#### [STATED TASK]
Answer these from the passage on interactive rebasing:
1. What happens to every commit in the range HEAD~3..HEAD when the command runs?
2. According to the command list in the editor, what does "squash" do?
3. Why does the interactive rebase list the oldest commit at the top?

Remember again that this is a rebasing command — every commit included in the range HEAD~3..HEAD will be rewritten, whether you change the message or not. Don’t include any commit you’ve already pushed to a central server — doing so will confuse other developers by providing an alternate version of the same change.

Running this command gives you a list of commits in your text editor that looks something like this:

pick f7f3f6d changed my name a bit
pick 310154e updated README formatting and added blame
pick a5f4a0d added cat-file

# Rebase 710f0f8..a5f4a0d onto 710f0f8
#
# Commands:
#  p, pick = use commit
#  e, edit = use commit, but stop for amending
#  s, squash = use commit, but meld into previous commit
#
# If you remove a line here THAT COMMIT WILL BE LOST.
# However, if you remove everything, the rebase will be aborted.
#

It’s important to note that these commits are listed in the opposite order than you normally see them using the log command. If you run a log, you see something like this:

$ git log --pretty=format:"%h %s HEAD~3..HEAD"
a5f4a0d added cat-file
310154e updated README formatting and added blame
f7f3f6d changed my name a bit

Notice the reverse order. The interactive rebase gives you a script that it’s going to run. It will start at the commit you specify on the command line (HEAD~3) and replay the changes introduced in each of these commits from top to bottom. It lists the oldest at the top, rather than the newest, because that’s the first one it will replay.

#### [DATA LISTING]
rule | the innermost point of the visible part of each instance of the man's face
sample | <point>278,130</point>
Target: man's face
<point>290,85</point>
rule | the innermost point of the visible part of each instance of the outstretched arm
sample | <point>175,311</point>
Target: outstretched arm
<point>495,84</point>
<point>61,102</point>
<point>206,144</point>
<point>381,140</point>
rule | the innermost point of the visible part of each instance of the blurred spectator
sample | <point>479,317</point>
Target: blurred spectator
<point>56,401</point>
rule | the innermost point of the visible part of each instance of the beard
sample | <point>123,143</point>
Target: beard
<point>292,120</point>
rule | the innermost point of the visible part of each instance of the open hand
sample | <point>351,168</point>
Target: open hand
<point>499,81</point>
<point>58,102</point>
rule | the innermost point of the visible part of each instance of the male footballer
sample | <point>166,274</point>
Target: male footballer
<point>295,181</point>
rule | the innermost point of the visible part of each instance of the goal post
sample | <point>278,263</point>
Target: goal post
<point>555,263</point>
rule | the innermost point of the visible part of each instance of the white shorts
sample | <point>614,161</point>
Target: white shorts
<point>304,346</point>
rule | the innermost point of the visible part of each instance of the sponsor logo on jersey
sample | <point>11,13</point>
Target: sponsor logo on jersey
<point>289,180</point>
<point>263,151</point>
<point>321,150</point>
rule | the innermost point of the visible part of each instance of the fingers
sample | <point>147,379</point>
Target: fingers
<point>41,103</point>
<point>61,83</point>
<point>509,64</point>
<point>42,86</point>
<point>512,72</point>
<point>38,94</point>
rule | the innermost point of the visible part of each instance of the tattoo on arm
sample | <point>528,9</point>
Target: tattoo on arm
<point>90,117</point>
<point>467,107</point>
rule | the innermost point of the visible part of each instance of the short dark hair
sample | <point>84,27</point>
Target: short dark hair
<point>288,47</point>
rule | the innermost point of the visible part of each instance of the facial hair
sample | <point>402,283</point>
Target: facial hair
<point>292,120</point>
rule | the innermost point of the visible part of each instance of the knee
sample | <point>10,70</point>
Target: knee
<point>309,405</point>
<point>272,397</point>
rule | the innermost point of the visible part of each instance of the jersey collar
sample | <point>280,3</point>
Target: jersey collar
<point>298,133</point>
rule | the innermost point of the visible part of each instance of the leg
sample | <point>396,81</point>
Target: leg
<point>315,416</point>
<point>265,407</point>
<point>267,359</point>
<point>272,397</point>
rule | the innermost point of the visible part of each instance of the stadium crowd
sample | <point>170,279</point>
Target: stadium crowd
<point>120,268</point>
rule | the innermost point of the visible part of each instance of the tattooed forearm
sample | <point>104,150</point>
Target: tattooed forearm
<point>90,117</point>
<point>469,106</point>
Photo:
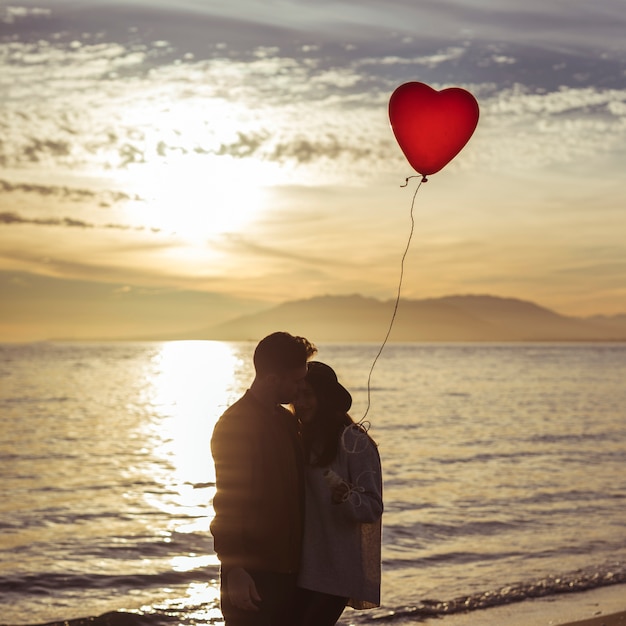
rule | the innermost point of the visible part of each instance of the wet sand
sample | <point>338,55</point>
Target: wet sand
<point>605,606</point>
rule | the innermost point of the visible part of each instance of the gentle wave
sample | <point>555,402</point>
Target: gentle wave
<point>572,582</point>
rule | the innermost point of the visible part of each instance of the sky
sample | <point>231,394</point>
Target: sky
<point>172,165</point>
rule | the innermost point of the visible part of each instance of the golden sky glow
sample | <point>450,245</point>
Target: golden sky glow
<point>250,161</point>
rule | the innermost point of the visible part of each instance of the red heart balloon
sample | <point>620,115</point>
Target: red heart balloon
<point>431,127</point>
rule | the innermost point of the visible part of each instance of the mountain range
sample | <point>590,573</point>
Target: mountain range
<point>357,318</point>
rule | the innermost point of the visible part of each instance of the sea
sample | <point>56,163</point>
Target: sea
<point>504,475</point>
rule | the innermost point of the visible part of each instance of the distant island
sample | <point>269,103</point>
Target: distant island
<point>470,318</point>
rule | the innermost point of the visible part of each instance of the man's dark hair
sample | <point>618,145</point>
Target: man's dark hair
<point>280,352</point>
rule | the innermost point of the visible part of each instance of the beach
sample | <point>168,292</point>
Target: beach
<point>605,606</point>
<point>503,468</point>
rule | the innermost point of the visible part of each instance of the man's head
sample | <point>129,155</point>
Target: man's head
<point>280,362</point>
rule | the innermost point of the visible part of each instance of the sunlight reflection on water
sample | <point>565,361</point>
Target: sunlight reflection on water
<point>189,384</point>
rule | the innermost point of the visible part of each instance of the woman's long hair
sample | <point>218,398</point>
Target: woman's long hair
<point>321,436</point>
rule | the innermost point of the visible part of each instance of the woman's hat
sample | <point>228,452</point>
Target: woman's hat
<point>326,386</point>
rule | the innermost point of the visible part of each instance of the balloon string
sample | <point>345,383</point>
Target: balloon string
<point>397,303</point>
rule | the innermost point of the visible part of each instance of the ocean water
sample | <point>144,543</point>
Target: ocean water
<point>504,472</point>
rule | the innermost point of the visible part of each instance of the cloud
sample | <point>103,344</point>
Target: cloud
<point>10,218</point>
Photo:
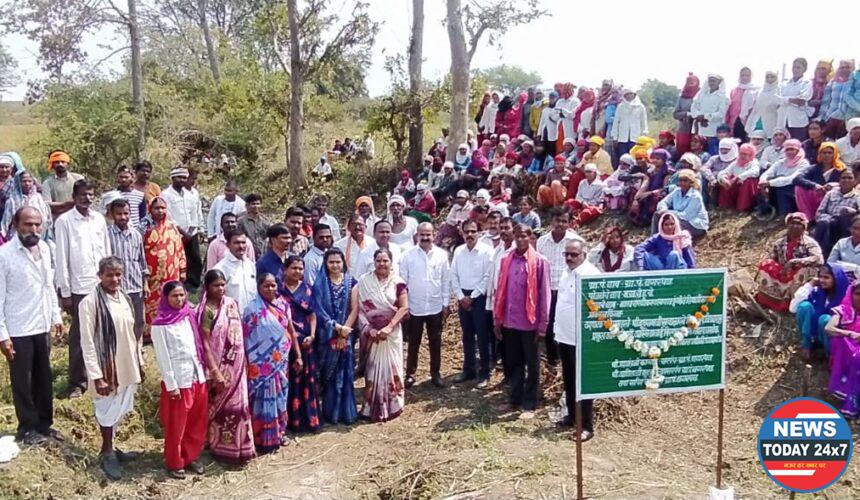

#### [EXERCISE RESULT]
1. Every commit in that range will be rewritten, whether or not its message is changed.
2. It uses the commit but melds it into the previous commit.
3. The oldest commit is the first one the rebase will replay.